**WORK REQUIRED**.
Extend the summary below of the study on first-year writing and student performance, picking up directly after its final sentence.

Three findings invited particular discussion (73):

  • Regardless of the writing instruction they had received, the students differed very little in their performance in the American Heritage class;
  • In general, although their GPAs and test scores indicated that they should be superior writers, the students scored in the center of the 6-point rubric scale, below expectations;
  • Scores were generally higher for the first essay than for the second.

The researchers argue that the first finding does not provide definitive evidence as to whether “FYW even matters” (73). They cite research by numerous scholars that indicates that the immediate effects of a writing experience are difficult to measure because the learning of growing writers does not exhibit a “tidy linear trajectory” (74). The FYW experience may trigger “steps backward” (Nancy Sommers, qtd. in Hansen et al. 72). The accumulation of new knowledge, they posit, can interfere with performance. Therefore, students taking FYW concurrently with AH might have been affected by taking in so much new material (74), while those who had taken the course in the summer had significantly lower GPAs and ACT scores (63). The authors suggest that these factors may have skewed the performance of students with FYW experience.

**DATASET ROWS**.
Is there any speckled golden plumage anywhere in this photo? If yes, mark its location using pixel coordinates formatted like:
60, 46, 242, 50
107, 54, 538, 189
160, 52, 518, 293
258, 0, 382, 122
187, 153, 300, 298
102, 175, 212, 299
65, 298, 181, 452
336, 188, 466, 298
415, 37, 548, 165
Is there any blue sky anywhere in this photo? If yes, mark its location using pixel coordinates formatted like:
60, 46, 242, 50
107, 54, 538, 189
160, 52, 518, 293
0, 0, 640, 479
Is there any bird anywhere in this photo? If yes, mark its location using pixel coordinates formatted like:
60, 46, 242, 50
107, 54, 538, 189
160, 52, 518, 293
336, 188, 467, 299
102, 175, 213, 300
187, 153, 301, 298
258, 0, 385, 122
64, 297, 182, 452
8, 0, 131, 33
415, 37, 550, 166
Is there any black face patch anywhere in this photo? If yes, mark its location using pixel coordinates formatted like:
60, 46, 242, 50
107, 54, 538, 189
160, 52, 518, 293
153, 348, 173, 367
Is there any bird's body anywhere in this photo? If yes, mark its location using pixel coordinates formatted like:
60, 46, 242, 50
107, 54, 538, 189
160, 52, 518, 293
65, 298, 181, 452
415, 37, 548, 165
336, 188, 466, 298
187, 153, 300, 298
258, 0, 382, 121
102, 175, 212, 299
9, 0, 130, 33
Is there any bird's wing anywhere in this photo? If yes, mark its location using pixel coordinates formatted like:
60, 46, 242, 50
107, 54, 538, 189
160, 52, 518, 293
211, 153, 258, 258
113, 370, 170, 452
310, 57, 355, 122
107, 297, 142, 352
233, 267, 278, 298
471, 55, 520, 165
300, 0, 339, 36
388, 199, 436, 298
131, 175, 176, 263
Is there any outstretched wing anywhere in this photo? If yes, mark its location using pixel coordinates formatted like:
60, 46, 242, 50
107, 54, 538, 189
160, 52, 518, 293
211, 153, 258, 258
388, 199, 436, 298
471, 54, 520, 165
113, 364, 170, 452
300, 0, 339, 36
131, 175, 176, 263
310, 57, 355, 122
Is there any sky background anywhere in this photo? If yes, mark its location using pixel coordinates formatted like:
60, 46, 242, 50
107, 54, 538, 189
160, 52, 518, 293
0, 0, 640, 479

**RESULT FOR THIS EXERCISE**.
The second finding, the authors posit, similarly indicates students in the early-to-middle stages of becoming versatile, effective writers across a range of genres. Hansen et al. cite research on the need for a “significant apprenticeship period” in writing maturation (76). Students in their first year of college are only beginning to negotiate this developmental stage.

The third finding may indicate a difference in the demands of the two prompts, a difference in the time and energy students could devote to later assignments, or, the authors suggest, the difference in the feedback built into the two papers (76-77).

Hansen et al. recommend support for the NCTE position that taking a single course, especially at an early developmental stage, does not provide students an adequate opportunity for the kind of sustained practice across multiple genres required for meaningful growth in writing (77-80). Decisions about DC/CE options should be based on individual students’ qualifications (78); programs should work to include additional writing courses in the overall curriculum, designing these courses to allow students to build on skills initiated in AP, DC/CE, and FYW courses (79).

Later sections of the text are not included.